[Dataset excerpt]

______________________________

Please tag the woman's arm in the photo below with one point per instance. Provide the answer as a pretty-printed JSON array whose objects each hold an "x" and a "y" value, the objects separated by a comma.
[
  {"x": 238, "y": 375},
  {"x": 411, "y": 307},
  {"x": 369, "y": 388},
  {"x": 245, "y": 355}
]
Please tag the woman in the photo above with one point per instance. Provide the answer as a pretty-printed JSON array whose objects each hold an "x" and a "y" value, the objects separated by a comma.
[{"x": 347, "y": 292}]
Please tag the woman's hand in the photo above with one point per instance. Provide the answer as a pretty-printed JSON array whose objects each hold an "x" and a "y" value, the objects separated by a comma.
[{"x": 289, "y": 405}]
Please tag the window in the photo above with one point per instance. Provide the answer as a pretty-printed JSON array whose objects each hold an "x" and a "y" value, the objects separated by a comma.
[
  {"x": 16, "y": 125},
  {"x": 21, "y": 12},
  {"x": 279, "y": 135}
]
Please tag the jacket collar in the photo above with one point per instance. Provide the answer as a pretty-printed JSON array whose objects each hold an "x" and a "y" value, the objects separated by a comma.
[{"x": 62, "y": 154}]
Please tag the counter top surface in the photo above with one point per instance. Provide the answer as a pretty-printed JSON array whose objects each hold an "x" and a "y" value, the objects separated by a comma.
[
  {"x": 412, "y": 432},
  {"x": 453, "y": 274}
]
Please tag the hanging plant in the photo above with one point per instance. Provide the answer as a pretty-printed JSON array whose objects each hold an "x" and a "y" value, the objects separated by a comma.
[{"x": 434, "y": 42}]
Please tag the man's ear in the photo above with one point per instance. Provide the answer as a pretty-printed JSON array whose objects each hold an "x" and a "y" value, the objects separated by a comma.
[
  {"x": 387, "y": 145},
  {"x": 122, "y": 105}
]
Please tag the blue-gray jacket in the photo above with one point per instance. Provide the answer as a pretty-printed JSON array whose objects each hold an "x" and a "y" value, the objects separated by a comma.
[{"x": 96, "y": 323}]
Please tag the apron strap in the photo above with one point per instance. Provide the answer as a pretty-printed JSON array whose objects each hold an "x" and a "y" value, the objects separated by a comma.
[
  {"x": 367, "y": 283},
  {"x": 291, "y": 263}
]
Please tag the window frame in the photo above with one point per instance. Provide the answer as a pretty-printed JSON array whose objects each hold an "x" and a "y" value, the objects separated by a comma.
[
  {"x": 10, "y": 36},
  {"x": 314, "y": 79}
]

______________________________

**What you should do:**
Edit all of the entries above by replacing "tag" with "mark" everywhere it appears, keeping every other word unchanged.

**Written solution:**
Please mark the woman's arm in the photo below with one point per instance. Provide the answer as a pretty-printed JSON array whose objects each hold an "x" and a "y" value, the objects separated by a comma.
[
  {"x": 238, "y": 375},
  {"x": 411, "y": 307},
  {"x": 369, "y": 388},
  {"x": 245, "y": 355}
]
Please mark the woman in the photo above with one point per instance. Provide the answer as a pretty-printed JSON array whose objects each hold an "x" and a "y" value, the objects separated by a comma.
[{"x": 347, "y": 292}]
Please mark the woman's hand in the photo above with one point per instance. Provide the answer as a pretty-printed JSON array whose objects each hold an "x" and a "y" value, the objects separated by a comma.
[{"x": 289, "y": 405}]
Please mark the window in the photo above with one point per instance. Provide the answer as a pretty-printed JSON array whose objects each hold an "x" and a "y" value, the objects separated by a comma.
[
  {"x": 16, "y": 125},
  {"x": 21, "y": 12},
  {"x": 279, "y": 135}
]
Please mark the jacket collar in the photo above with one point per instance. Provide the answer as a pretty-printed JSON array whose objects each hold an "x" and a "y" value, the objects separated by a comma.
[{"x": 62, "y": 154}]
Please mark the counter top surface in the photo above with one point per instance. Provide the answer as a pretty-printed JSON array whose objects each hold an "x" and a "y" value, the objects separated by a comma.
[
  {"x": 412, "y": 432},
  {"x": 453, "y": 274}
]
Please mark the hanging plant in the photo above with one point per instance. Provide the answer as a pretty-printed JSON array whose objects each hold an "x" and a "y" value, the objects separated by a comma.
[{"x": 434, "y": 42}]
Please mark the man's ear in the photo above with one point per instance. Provide the answer as a pretty-printed JSON array whose objects each hold an "x" and a "y" value, the objects separated by a comma.
[
  {"x": 387, "y": 145},
  {"x": 122, "y": 105}
]
Please mark the blue-gray jacket in the photo above with one point per instance. Provide the answer as a pretty-printed JSON array whose objects each hold an "x" and a "y" value, the objects separated by a comma.
[{"x": 96, "y": 323}]
Please mark the apron strap in the photo above with one point per instance. Provide the answer as a pretty-printed JSON array whose objects each hold an "x" and a "y" value, the objects separated by a comma.
[
  {"x": 367, "y": 283},
  {"x": 291, "y": 263}
]
Please mark the window frame in the photo above with one point per instance. Provide the answer as a pretty-printed JSON array whose objects each hold an "x" and a "y" value, the objects separated by a comma.
[
  {"x": 10, "y": 36},
  {"x": 314, "y": 79}
]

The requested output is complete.